**Items stored from a collection:**
-- Begin --

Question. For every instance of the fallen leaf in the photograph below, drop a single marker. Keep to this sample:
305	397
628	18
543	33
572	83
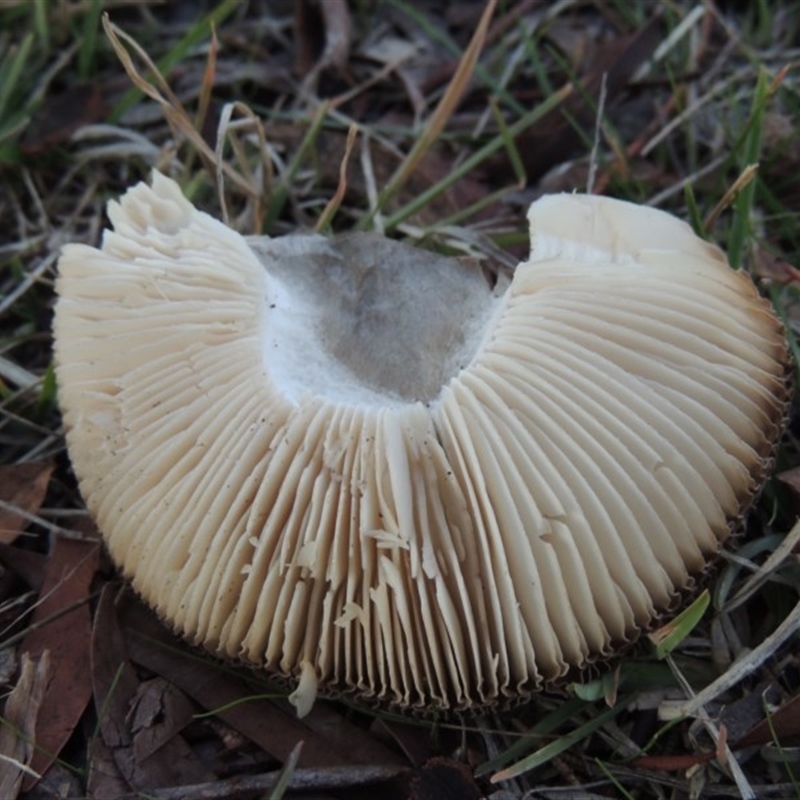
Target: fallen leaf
67	636
22	486
161	759
273	726
61	115
160	711
18	733
557	135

-- End --

**Task objective:** Lay out every line of the items above as a JSON list of strings, one string per line, with blank lines skipped. Leave the pictures out.

**Full solution:**
[
  "Question. For every instance of the fallen leaf in the photograph below, drop a single marker. Keep to this sample:",
  "305\t397",
  "628\t18",
  "543\t33",
  "572\t83",
  "Target: fallen leaf",
  "67\t636",
  "22\t486",
  "161\t759",
  "273\t726",
  "61\t115",
  "160\t711",
  "18\t733",
  "557\t135"
]